Referring expression data
_ _ _
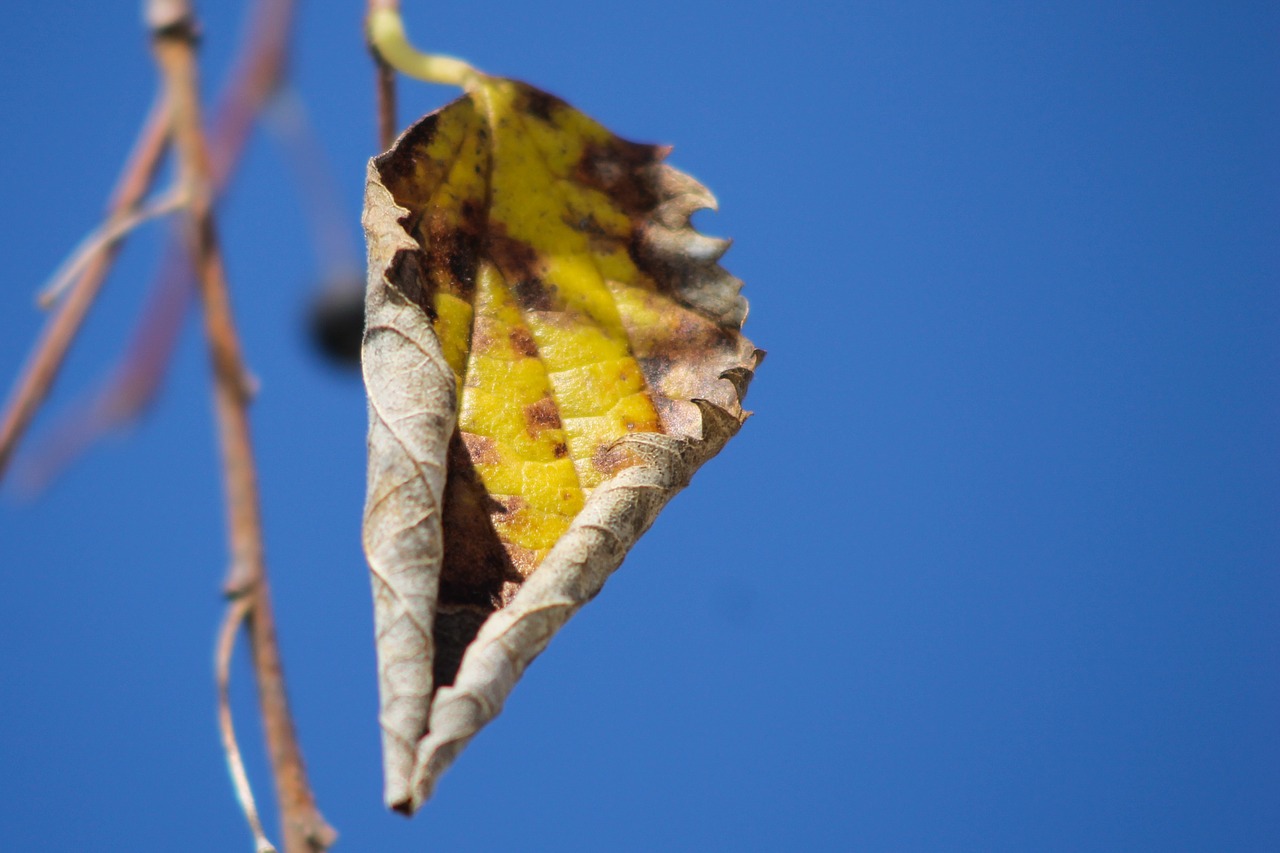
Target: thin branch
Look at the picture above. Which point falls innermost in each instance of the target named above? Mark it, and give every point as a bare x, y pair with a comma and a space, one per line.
173, 39
135, 382
384, 82
103, 238
62, 328
232, 621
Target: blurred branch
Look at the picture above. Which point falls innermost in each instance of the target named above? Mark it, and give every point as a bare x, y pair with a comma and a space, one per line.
133, 383
62, 328
173, 28
384, 83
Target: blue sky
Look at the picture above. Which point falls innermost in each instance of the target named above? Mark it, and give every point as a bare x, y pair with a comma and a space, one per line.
993, 566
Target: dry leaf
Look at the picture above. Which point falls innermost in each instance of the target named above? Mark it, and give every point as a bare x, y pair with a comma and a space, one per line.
551, 352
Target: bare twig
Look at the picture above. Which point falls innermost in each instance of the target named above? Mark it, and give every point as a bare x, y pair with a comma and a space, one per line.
384, 85
103, 238
48, 355
232, 621
173, 36
133, 383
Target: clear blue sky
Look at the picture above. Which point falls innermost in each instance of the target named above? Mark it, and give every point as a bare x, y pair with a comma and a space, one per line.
993, 568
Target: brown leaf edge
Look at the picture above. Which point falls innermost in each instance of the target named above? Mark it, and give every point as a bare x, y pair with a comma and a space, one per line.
411, 405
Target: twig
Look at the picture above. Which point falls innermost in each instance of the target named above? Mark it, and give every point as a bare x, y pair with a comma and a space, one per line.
48, 355
232, 621
103, 238
384, 83
173, 37
136, 379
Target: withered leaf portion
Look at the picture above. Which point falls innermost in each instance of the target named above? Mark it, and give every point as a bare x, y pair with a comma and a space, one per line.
551, 352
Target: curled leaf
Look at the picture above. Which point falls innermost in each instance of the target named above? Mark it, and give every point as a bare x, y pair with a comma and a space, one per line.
551, 352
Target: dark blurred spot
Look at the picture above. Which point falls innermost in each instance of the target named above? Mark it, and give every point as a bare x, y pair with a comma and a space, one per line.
336, 320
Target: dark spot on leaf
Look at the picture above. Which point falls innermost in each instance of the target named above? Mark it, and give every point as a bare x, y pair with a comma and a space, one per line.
396, 167
522, 341
475, 562
542, 415
621, 170
480, 450
534, 295
453, 629
513, 258
407, 270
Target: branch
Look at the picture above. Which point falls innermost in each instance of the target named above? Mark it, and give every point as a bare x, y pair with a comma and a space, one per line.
173, 28
49, 354
385, 81
135, 382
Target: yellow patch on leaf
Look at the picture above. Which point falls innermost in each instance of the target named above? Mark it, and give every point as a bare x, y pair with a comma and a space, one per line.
562, 281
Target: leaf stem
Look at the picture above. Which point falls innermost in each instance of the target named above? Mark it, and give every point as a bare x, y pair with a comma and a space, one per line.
387, 36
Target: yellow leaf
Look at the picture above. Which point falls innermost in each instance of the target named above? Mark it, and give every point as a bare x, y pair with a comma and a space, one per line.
551, 352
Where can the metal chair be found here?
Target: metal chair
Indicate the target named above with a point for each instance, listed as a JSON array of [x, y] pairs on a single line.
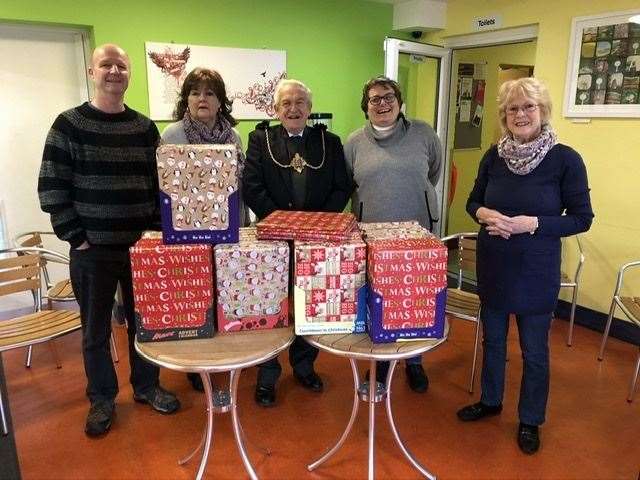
[[462, 304], [20, 274], [631, 308], [573, 283], [60, 291]]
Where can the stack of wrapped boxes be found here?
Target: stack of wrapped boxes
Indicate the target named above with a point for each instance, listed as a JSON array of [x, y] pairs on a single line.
[[329, 288], [252, 283], [407, 273], [173, 289]]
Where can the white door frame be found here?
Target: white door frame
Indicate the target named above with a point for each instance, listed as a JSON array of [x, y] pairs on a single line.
[[393, 47]]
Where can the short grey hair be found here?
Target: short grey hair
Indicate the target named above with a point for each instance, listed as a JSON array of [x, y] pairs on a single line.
[[290, 82]]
_ _ _
• [Assigned task] Please set down every record exactly as it appears, leaving out the pictures.

• [Task response]
Target: thin branch
Look at the picture above. Which point falls innermost in each instance of the target named above? Mark it, and give every point as a bare x, y pair with a comma and a space, one per line.
173, 39
135, 382
384, 82
103, 238
62, 328
232, 621
Target: blurred branch
Look at the picture above. Which point falls innermost in each instance of the target named above? Mark it, and give every point as a bare x, y pair with a comma and a space, one per line.
133, 383
62, 328
173, 28
384, 83
Target: blue sky
Look at the picture above. Which point falls innermost in each instance of the target named above? Mark it, and give every point as a bare x, y pair with a comma and a space, one per line.
993, 566
Target: dry leaf
Look at the picture above. Which point falls innermost in each instance of the target named above? Mark it, and give every point as a bare x, y pair with a comma and a space, one per line.
551, 352
Target: bare twig
Look at the picture above. Which point falls innermost in each instance of the target named above? Mark it, and give every point as a bare x, y pair with a comma and a space, one per line.
384, 85
103, 238
48, 355
232, 621
173, 36
133, 383
Target: clear blue sky
Look at the picture above. Which point falls innermost in each instance of the target named above? Mark it, and give every point as a bare x, y pair with a comma and a space, one per line.
993, 568
Target: brown leaf edge
Look at the picture above. Which point falls innermost in each instance of the target named above? Mark it, and give every point as a bare x, y pair with a comma and a space, one per line.
411, 405
Target: twig
Look at the picture above. Which point falls innermost in each instance of the target named above? Mark it, and give every point as a bare x, y pair with a comma and a space, one per line.
48, 355
232, 621
103, 238
384, 83
173, 37
136, 379
Target: withered leaf portion
Look at the picture above. Which point falls innermost in each instance of the target named above? Mark it, and give every point as a bare x, y pair with a comma and a space, one per line.
551, 352
Target: curled leaf
Look at the picture above. Which point falls innermost in each instance of the target named above? Mark it, and give every point as a bare x, y pair with a comma and a space, one per line.
551, 352
Target: dark blurred spot
Look at the picture above. Which point falls innermost in each instance of the target named above? Mark it, and give every point as a bare x, y pair with a comma and a space, one per line.
336, 320
Target: dark spot on leaf
Look at the picture above. Which point falls innermost in each instance of the target named above? Mark it, and give every point as a bare x, y pair with a comma and a space, one per line.
396, 167
522, 341
475, 562
542, 415
621, 170
480, 450
534, 295
453, 629
513, 258
407, 270
Target: branch
Look at the picture above. Which point falls innermost in each instance of the target named above? Mark it, and give every point as a bare x, y pair with a comma and a space, one per line.
173, 28
49, 354
385, 81
135, 382
Target: yellow patch on leaf
Look at the picture above. Which point falls innermost in each instance of the target named above? Mark it, and give every point as a bare x, y pair with a comma and a space, one per line.
562, 281
Target: leaf stem
Look at the picture above. Which point falls innermost in each instance of the target named above? Mark it, and give every point as a bare x, y pair with a comma and a space, one per line.
387, 36
Target: yellow leaf
Look at the picture above. Which point falls innermost in each instance of the target named above? Mark it, and give every point as a bare x, y pair with a comma and a space, one per line.
551, 352
Where can the metal chair be found here?
Target: metal chair
Indicate the target named above with a point for each instance, listed as a JSON array of [x, y] pairs on a single line.
[[462, 304], [20, 274], [631, 308], [573, 283], [60, 291]]
Where can the stack of wrapped boxes be found here?
Target: stack of wrapped boxes
Indicate the target named above with a point for each instance, listed as a JSON array of [x, y] pairs on a single line.
[[329, 288], [252, 283], [407, 273], [173, 289]]
Where can the white door frame be found here?
Target: white door frame
Indicate the target named above with a point for each instance, listed as a JSON array of [x, y] pairs on a single line.
[[393, 47]]
Where can the short grey hair be found here?
Target: short grey hair
Indicate the target named above with a point for each instance, listed as a JSON array of [x, y] pairs on a single line.
[[290, 82]]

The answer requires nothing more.